(Dataset entries)
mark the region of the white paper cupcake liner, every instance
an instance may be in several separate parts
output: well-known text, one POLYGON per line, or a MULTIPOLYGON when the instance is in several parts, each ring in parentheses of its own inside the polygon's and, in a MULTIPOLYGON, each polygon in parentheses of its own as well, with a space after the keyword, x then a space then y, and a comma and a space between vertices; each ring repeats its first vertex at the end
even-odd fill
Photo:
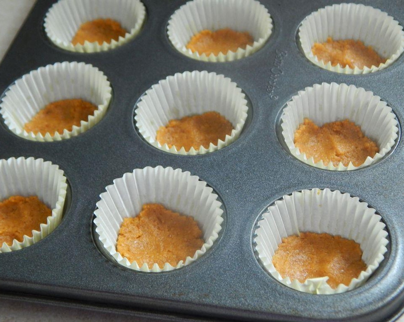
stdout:
POLYGON ((60 0, 45 18, 45 31, 55 45, 67 50, 92 53, 109 50, 127 42, 140 31, 146 17, 144 5, 139 0, 60 0), (71 42, 80 26, 99 18, 120 23, 128 32, 118 40, 100 45, 85 41, 75 46, 71 42))
POLYGON ((67 184, 63 171, 49 161, 23 157, 0 160, 0 201, 13 196, 36 196, 52 209, 46 222, 39 230, 33 230, 32 237, 24 235, 22 241, 14 239, 12 245, 0 245, 0 253, 30 246, 46 237, 60 222, 66 198, 67 184))
POLYGON ((68 139, 87 130, 102 118, 111 100, 112 89, 107 77, 91 65, 77 62, 56 63, 40 67, 16 81, 6 92, 0 103, 4 122, 19 136, 36 141, 68 139), (93 115, 82 120, 71 131, 35 134, 24 125, 41 109, 55 101, 81 98, 97 106, 93 115))
POLYGON ((135 110, 136 125, 143 137, 161 150, 179 154, 202 154, 227 146, 240 135, 247 118, 247 101, 241 89, 229 78, 206 71, 177 73, 168 76, 147 90, 135 110), (215 111, 231 123, 234 129, 224 141, 211 143, 185 151, 183 147, 168 147, 156 140, 157 130, 168 121, 185 116, 215 111))
POLYGON ((344 74, 366 74, 385 68, 404 50, 404 32, 398 22, 387 13, 368 6, 342 3, 328 6, 307 17, 299 28, 299 38, 307 58, 318 66, 344 74), (386 62, 363 69, 344 68, 339 64, 319 60, 311 51, 314 43, 333 40, 354 39, 370 46, 386 62))
POLYGON ((99 240, 105 249, 121 265, 143 272, 161 272, 182 267, 195 261, 204 254, 217 239, 221 229, 223 211, 221 203, 206 183, 199 180, 181 169, 146 167, 126 173, 115 179, 100 195, 94 211, 94 224, 99 240), (130 262, 116 251, 116 241, 124 218, 137 215, 143 205, 158 203, 182 215, 191 216, 203 234, 204 243, 192 257, 187 257, 173 267, 166 263, 160 267, 155 263, 149 267, 146 263, 130 262))
POLYGON ((194 0, 182 6, 171 16, 167 26, 168 38, 180 53, 198 60, 228 62, 240 59, 260 49, 272 32, 272 22, 268 10, 254 0, 194 0), (229 51, 225 55, 207 56, 186 47, 193 36, 203 30, 213 31, 229 28, 247 32, 254 39, 252 46, 229 51))
POLYGON ((396 115, 387 104, 371 92, 346 84, 316 84, 299 92, 288 102, 281 117, 282 135, 293 156, 310 165, 331 170, 351 170, 366 166, 379 160, 394 145, 398 131, 396 115), (359 126, 363 134, 374 141, 379 151, 368 156, 358 166, 350 162, 347 166, 332 162, 316 163, 312 157, 302 153, 294 143, 295 133, 305 118, 320 126, 325 123, 349 119, 359 126))
POLYGON ((381 217, 359 198, 328 189, 303 190, 284 196, 268 208, 258 223, 254 241, 259 257, 265 269, 277 280, 299 291, 315 294, 346 292, 362 285, 379 267, 387 251, 387 232, 381 217), (302 283, 291 281, 276 270, 272 258, 282 238, 300 232, 327 233, 341 236, 359 243, 362 260, 367 265, 348 286, 340 284, 332 288, 327 277, 308 279, 302 283))

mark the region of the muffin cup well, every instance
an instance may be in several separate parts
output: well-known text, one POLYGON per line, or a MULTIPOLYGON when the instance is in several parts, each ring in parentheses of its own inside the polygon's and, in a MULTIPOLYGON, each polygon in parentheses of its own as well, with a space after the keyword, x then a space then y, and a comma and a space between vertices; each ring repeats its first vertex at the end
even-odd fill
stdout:
POLYGON ((359 198, 337 190, 317 188, 295 192, 284 196, 268 208, 258 223, 254 241, 255 249, 265 269, 278 281, 289 287, 314 294, 342 293, 364 283, 384 258, 388 243, 385 225, 375 210, 359 198), (282 239, 310 232, 327 233, 352 239, 359 243, 362 259, 367 265, 348 286, 340 284, 332 288, 327 277, 307 279, 304 283, 291 281, 276 271, 272 258, 282 239))
POLYGON ((113 49, 127 42, 140 31, 146 9, 139 0, 59 0, 45 18, 45 31, 56 46, 67 50, 92 53, 113 49), (118 41, 99 45, 86 41, 74 45, 71 42, 80 26, 99 18, 112 19, 128 31, 118 41))
POLYGON ((305 18, 299 36, 309 60, 322 68, 344 74, 366 74, 383 69, 404 50, 402 27, 386 13, 363 4, 341 3, 320 9, 305 18), (325 43, 328 37, 334 40, 360 40, 387 60, 379 66, 365 66, 363 69, 352 69, 347 65, 342 67, 339 64, 332 66, 330 62, 319 60, 311 51, 315 43, 325 43))
POLYGON ((310 165, 331 170, 351 170, 366 166, 379 160, 394 145, 398 131, 396 115, 387 104, 371 92, 354 85, 323 83, 314 84, 299 92, 287 103, 281 117, 282 135, 293 156, 310 165), (332 162, 324 165, 322 160, 315 163, 294 143, 295 133, 305 118, 320 126, 325 123, 348 119, 359 126, 363 134, 376 143, 379 151, 373 158, 368 156, 358 166, 350 162, 347 166, 332 162))
POLYGON ((246 57, 260 49, 272 32, 268 10, 254 0, 194 0, 182 6, 171 16, 167 26, 168 38, 181 53, 198 60, 228 62, 246 57), (200 55, 186 46, 194 35, 203 30, 229 28, 248 32, 254 38, 252 46, 226 54, 200 55))
POLYGON ((19 136, 35 141, 69 139, 87 130, 102 118, 111 100, 112 89, 106 77, 91 65, 77 62, 56 63, 30 72, 17 79, 6 91, 0 103, 4 122, 19 136), (81 98, 97 106, 93 115, 74 126, 71 131, 40 133, 24 130, 29 122, 46 105, 55 101, 81 98))
POLYGON ((223 211, 217 195, 206 183, 181 169, 146 167, 135 169, 107 186, 100 195, 94 211, 96 231, 106 250, 120 265, 143 272, 161 272, 182 267, 204 254, 217 239, 221 229, 223 211), (146 263, 130 262, 116 251, 116 241, 124 218, 137 215, 143 205, 158 203, 181 215, 191 216, 202 231, 204 243, 202 248, 181 260, 175 267, 166 263, 160 267, 155 263, 149 267, 146 263))
POLYGON ((0 245, 0 253, 17 250, 30 246, 46 237, 60 222, 67 190, 66 177, 59 167, 42 159, 23 157, 0 160, 0 201, 12 196, 36 196, 52 209, 46 222, 32 236, 24 235, 22 241, 14 239, 12 245, 0 245))
POLYGON ((237 84, 229 78, 206 71, 177 73, 153 85, 141 98, 135 110, 136 126, 141 134, 152 145, 170 153, 202 154, 228 145, 240 135, 247 118, 247 101, 237 84), (185 151, 183 147, 169 148, 156 140, 157 130, 171 119, 215 111, 233 126, 230 135, 217 144, 211 143, 206 149, 193 147, 185 151))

▸ **Prompt**: Rewrite the listing above with every "cupcake liner" changed to "baking cup" and nothing else altered, and omit the pictures.

▸ **Written response**:
mark the region of the white paper baking cup, every instance
an instance may be in several separate parts
output: well-known text, one POLYGON per line, or a MULTIPOLYGON when the instance is in several parts, each ring in parentheses of its own inside the polygon's and, in a MULTIPOLYGON, each polygon in parentheses of its own as well, with a space after the keyword, x then a space then y, and a comma and a space between vertices; each ring repeats its first vertex at the end
even-odd fill
Photo:
stdout:
POLYGON ((60 0, 45 18, 45 31, 55 45, 67 50, 92 53, 109 50, 127 42, 140 31, 146 17, 144 5, 139 0, 60 0), (71 42, 80 26, 99 18, 120 23, 128 32, 118 40, 100 45, 85 41, 75 46, 71 42))
POLYGON ((67 184, 63 171, 49 161, 23 157, 0 160, 0 201, 13 196, 36 196, 52 209, 46 222, 39 230, 33 230, 32 237, 24 235, 22 241, 14 239, 12 245, 0 245, 0 253, 30 246, 46 237, 60 222, 66 198, 67 184))
POLYGON ((68 139, 87 130, 102 118, 111 100, 112 89, 107 77, 91 65, 77 62, 56 63, 40 67, 16 81, 6 92, 0 103, 4 122, 19 136, 36 141, 68 139), (93 115, 82 120, 71 131, 35 134, 24 125, 41 109, 55 101, 81 98, 97 106, 93 115))
POLYGON ((135 110, 136 125, 143 137, 161 150, 179 154, 202 154, 227 146, 240 135, 247 118, 247 101, 241 89, 229 78, 206 71, 177 73, 168 76, 147 90, 135 110), (215 111, 231 123, 234 129, 224 141, 211 143, 185 151, 183 147, 168 147, 156 140, 157 130, 168 121, 185 116, 215 111))
POLYGON ((344 74, 366 74, 385 68, 404 50, 404 32, 398 22, 387 13, 368 6, 342 3, 328 6, 307 17, 299 28, 299 38, 307 58, 318 66, 344 74), (386 62, 363 69, 344 68, 339 64, 319 60, 311 51, 314 43, 333 40, 354 39, 370 46, 386 62))
POLYGON ((99 240, 105 249, 121 265, 143 272, 161 272, 182 267, 195 261, 204 254, 217 239, 221 229, 223 211, 221 203, 206 183, 199 180, 181 169, 146 167, 126 173, 115 179, 100 195, 94 211, 94 224, 99 240), (130 262, 116 251, 116 241, 124 218, 137 215, 143 205, 158 203, 182 215, 191 216, 203 234, 204 243, 192 257, 187 257, 173 267, 166 263, 160 267, 155 263, 149 267, 146 263, 130 262))
POLYGON ((194 0, 182 6, 171 16, 167 26, 168 38, 180 53, 198 60, 228 62, 240 59, 260 49, 272 32, 272 22, 268 10, 254 0, 194 0), (229 51, 225 55, 207 56, 186 47, 193 36, 203 30, 213 31, 229 28, 247 32, 254 39, 252 46, 229 51))
POLYGON ((396 115, 387 104, 371 92, 346 84, 316 84, 299 92, 288 102, 281 117, 282 135, 293 156, 310 165, 331 170, 351 170, 366 166, 379 160, 394 145, 398 131, 396 115), (359 126, 363 134, 374 141, 379 151, 368 156, 358 166, 350 162, 347 166, 332 162, 316 163, 312 157, 302 153, 294 143, 295 133, 305 118, 320 126, 325 123, 349 119, 359 126))
POLYGON ((381 217, 359 198, 328 189, 303 190, 284 196, 268 208, 258 223, 254 241, 259 257, 265 269, 277 280, 299 291, 315 294, 346 292, 362 285, 379 267, 387 251, 387 232, 381 217), (302 283, 291 281, 276 270, 272 258, 282 238, 300 232, 327 233, 341 236, 359 243, 362 260, 367 265, 348 286, 340 284, 332 288, 327 277, 308 279, 302 283))

mark the region of the muffin cup well, every instance
an instance may be in several separate parts
output: well-known text, one POLYGON per line, or a MULTIPOLYGON when the instance is in several parts, each ring in parentheses of its own inside the polygon's and, in a MULTIPOLYGON, each polygon in parentheses of its own as well, with a space after the keyword, x then a space then y, and a comma and a space between vertices; each ring repeats its first vertex at the end
even-odd fill
stdout:
POLYGON ((359 198, 337 190, 317 188, 295 192, 284 196, 268 208, 258 223, 254 241, 255 249, 265 269, 278 281, 289 287, 314 294, 342 293, 364 283, 384 258, 388 243, 385 225, 375 210, 359 198), (282 239, 310 232, 327 233, 352 239, 359 243, 362 259, 367 265, 348 286, 340 284, 332 288, 327 277, 307 279, 304 283, 291 281, 276 271, 272 258, 282 239))
POLYGON ((113 49, 127 42, 140 31, 146 9, 139 0, 59 0, 45 18, 45 31, 56 46, 67 50, 92 53, 113 49), (118 41, 99 45, 86 41, 74 45, 71 42, 80 26, 99 18, 112 19, 128 31, 118 41))
POLYGON ((305 18, 299 36, 309 60, 322 68, 344 74, 366 74, 383 69, 404 50, 402 27, 386 13, 363 4, 341 3, 320 9, 305 18), (325 43, 328 37, 334 40, 360 40, 387 60, 379 66, 365 66, 363 69, 352 69, 347 65, 342 67, 339 64, 332 66, 330 62, 319 60, 311 51, 315 43, 325 43))
POLYGON ((310 165, 331 170, 351 170, 366 166, 379 160, 394 145, 398 131, 396 115, 387 104, 371 92, 354 85, 323 83, 314 84, 299 92, 287 103, 281 117, 282 135, 293 156, 310 165), (332 162, 324 165, 322 160, 315 163, 294 143, 295 133, 305 118, 320 126, 325 123, 348 119, 359 126, 363 134, 376 143, 379 151, 373 158, 368 156, 358 166, 350 162, 347 166, 332 162))
POLYGON ((246 57, 260 49, 272 32, 268 10, 254 0, 194 0, 182 6, 171 16, 167 26, 168 38, 181 53, 198 60, 228 62, 246 57), (200 55, 186 46, 194 35, 203 30, 229 28, 248 32, 254 38, 252 46, 226 54, 200 55))
POLYGON ((19 136, 35 141, 69 139, 87 130, 102 118, 111 100, 112 89, 106 77, 91 65, 77 62, 56 63, 30 72, 17 79, 6 91, 0 103, 4 122, 19 136), (81 98, 97 106, 93 115, 74 126, 71 131, 40 133, 24 130, 29 122, 46 105, 55 101, 81 98))
POLYGON ((223 211, 217 195, 206 183, 181 169, 146 167, 135 169, 107 186, 100 195, 94 211, 96 231, 106 250, 120 265, 143 272, 161 272, 182 267, 204 254, 217 239, 221 229, 223 211), (146 263, 130 262, 116 251, 116 241, 124 218, 137 215, 143 205, 158 203, 181 215, 191 216, 202 231, 204 243, 202 248, 181 260, 175 267, 166 263, 160 267, 155 263, 149 267, 146 263))
POLYGON ((0 245, 0 253, 17 250, 30 246, 46 237, 60 222, 67 190, 66 177, 59 167, 42 159, 23 157, 0 160, 0 201, 12 196, 36 196, 52 209, 46 222, 32 236, 24 235, 22 241, 14 239, 12 245, 0 245))
POLYGON ((237 84, 229 78, 206 71, 177 73, 153 85, 141 98, 135 110, 136 126, 141 134, 152 145, 170 153, 202 154, 228 145, 240 135, 247 118, 247 101, 237 84), (185 151, 183 147, 169 148, 156 140, 157 130, 171 119, 215 111, 233 126, 230 135, 217 144, 211 143, 206 149, 193 147, 185 151))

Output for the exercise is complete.